[Material to process — start]
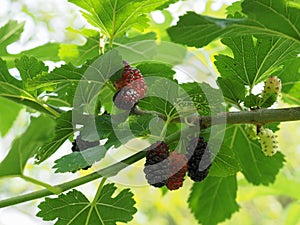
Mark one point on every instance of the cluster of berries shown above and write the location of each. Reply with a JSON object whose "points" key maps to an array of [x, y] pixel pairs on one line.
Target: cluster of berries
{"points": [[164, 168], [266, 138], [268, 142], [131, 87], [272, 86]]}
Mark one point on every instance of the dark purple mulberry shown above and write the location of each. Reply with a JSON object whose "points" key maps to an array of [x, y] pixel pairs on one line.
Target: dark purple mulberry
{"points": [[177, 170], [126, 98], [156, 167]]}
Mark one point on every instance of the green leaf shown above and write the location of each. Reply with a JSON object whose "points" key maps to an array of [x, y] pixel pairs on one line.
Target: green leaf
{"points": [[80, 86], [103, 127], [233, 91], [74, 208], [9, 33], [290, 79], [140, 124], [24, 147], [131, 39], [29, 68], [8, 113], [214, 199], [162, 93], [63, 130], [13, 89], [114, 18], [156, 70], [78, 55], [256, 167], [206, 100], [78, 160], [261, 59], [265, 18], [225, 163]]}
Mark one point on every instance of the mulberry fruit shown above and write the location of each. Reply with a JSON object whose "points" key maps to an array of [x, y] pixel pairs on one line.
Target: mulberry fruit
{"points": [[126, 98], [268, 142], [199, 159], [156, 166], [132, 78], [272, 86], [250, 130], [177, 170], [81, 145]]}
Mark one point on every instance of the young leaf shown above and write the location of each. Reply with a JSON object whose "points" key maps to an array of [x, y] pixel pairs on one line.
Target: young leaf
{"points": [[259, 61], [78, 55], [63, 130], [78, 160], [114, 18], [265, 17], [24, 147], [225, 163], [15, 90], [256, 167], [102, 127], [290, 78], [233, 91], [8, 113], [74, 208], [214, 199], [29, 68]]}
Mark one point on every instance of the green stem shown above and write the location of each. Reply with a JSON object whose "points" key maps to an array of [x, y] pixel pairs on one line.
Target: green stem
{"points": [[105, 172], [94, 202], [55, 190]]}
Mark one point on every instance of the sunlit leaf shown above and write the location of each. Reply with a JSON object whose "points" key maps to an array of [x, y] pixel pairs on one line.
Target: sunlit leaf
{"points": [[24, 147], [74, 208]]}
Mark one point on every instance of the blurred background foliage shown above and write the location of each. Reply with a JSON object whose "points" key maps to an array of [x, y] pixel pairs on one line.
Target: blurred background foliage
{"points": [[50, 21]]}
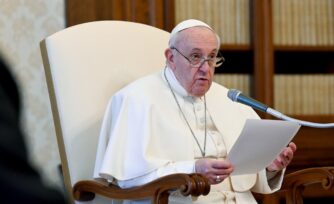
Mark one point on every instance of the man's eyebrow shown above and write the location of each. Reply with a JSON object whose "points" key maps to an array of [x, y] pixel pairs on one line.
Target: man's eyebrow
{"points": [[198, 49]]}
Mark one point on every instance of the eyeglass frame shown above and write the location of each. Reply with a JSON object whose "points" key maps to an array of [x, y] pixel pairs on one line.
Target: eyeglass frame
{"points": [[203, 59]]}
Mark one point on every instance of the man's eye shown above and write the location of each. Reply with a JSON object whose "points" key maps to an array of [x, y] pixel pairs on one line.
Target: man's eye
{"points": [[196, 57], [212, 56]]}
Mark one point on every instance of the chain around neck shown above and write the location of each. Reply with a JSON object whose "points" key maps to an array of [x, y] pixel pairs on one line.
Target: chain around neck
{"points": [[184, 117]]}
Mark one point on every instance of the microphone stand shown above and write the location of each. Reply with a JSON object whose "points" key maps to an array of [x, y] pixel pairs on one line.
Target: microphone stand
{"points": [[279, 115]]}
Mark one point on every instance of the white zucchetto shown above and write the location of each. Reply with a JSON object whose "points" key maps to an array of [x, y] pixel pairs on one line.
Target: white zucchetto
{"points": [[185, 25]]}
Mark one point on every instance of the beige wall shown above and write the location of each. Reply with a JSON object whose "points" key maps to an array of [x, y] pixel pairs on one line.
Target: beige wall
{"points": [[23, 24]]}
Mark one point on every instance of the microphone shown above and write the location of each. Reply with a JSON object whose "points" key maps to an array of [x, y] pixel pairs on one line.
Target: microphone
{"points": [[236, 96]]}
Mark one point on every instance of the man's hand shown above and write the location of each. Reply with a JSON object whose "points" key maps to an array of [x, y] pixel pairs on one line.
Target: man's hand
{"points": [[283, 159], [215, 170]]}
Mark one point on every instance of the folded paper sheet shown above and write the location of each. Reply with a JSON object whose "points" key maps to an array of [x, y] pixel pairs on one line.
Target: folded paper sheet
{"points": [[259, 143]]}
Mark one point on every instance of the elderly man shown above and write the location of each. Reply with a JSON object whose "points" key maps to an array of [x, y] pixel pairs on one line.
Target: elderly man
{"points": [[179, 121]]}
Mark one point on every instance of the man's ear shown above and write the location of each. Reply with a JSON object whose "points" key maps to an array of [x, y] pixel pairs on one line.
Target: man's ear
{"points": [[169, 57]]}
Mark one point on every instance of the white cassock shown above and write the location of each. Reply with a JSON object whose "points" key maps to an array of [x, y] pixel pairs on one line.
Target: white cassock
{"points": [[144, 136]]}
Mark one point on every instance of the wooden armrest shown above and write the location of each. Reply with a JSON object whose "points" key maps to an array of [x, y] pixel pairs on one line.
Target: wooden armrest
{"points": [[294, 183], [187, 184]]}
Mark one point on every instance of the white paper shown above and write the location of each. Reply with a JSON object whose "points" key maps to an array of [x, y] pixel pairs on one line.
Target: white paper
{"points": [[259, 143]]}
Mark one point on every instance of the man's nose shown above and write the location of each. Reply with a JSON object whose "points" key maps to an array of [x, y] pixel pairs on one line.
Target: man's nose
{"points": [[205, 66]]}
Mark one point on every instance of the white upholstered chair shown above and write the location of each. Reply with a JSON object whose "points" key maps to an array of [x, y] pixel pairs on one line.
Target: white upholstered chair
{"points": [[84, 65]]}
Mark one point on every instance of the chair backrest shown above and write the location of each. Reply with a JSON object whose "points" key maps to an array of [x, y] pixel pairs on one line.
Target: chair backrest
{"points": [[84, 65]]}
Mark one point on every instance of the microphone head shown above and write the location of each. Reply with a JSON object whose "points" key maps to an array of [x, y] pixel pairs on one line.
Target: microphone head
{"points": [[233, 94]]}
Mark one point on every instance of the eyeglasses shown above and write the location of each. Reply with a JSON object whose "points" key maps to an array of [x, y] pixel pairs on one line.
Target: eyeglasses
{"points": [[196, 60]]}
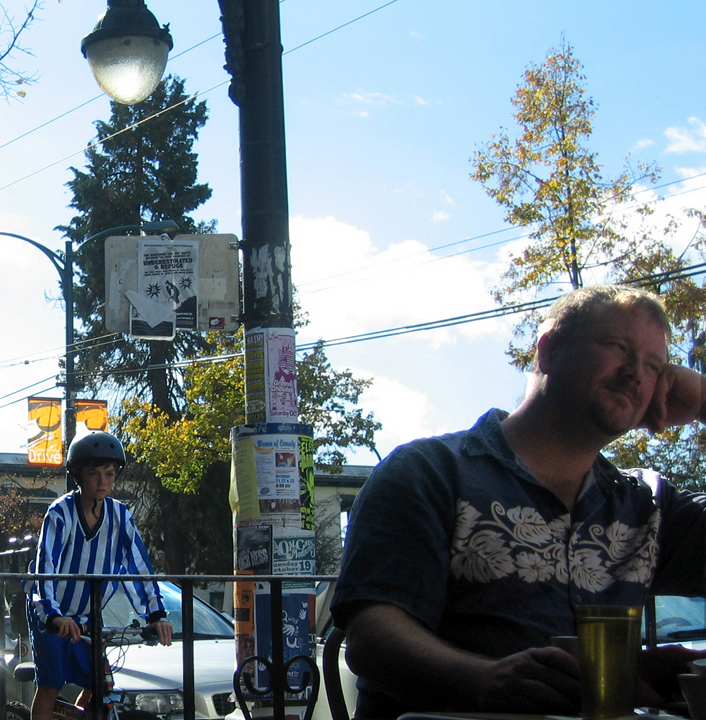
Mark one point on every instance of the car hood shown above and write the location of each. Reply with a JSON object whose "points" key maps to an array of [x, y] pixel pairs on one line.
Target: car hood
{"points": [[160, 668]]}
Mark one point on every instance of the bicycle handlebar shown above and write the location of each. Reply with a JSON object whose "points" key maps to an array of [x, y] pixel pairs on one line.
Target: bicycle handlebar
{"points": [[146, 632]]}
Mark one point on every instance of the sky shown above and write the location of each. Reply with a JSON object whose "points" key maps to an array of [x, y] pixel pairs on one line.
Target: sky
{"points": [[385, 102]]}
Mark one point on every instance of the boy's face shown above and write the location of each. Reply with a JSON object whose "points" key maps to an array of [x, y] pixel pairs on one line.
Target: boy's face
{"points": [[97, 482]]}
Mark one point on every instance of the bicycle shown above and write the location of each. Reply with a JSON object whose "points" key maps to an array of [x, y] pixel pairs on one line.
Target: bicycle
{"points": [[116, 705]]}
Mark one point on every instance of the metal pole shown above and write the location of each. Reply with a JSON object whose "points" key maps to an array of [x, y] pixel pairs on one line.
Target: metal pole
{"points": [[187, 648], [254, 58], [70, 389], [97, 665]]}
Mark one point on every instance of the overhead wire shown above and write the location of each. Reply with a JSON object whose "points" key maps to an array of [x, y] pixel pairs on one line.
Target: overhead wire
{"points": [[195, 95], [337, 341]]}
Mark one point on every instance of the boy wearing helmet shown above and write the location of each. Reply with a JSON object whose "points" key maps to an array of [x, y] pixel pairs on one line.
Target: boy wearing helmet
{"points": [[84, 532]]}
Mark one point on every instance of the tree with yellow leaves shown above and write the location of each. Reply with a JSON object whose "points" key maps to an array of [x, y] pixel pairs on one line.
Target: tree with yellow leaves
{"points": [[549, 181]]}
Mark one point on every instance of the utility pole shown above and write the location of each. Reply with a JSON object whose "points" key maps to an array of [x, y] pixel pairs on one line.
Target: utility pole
[Material to process — finish]
### Exercise:
Using the material above, return every line that holds the string "utility".

### Exercise solution:
Mark one point on every instance of the utility pole shown above and write the location of each. Reply with a JSON object whose "points" key maps to an array of [x, y] pixel pairs on one line.
Target: utility pole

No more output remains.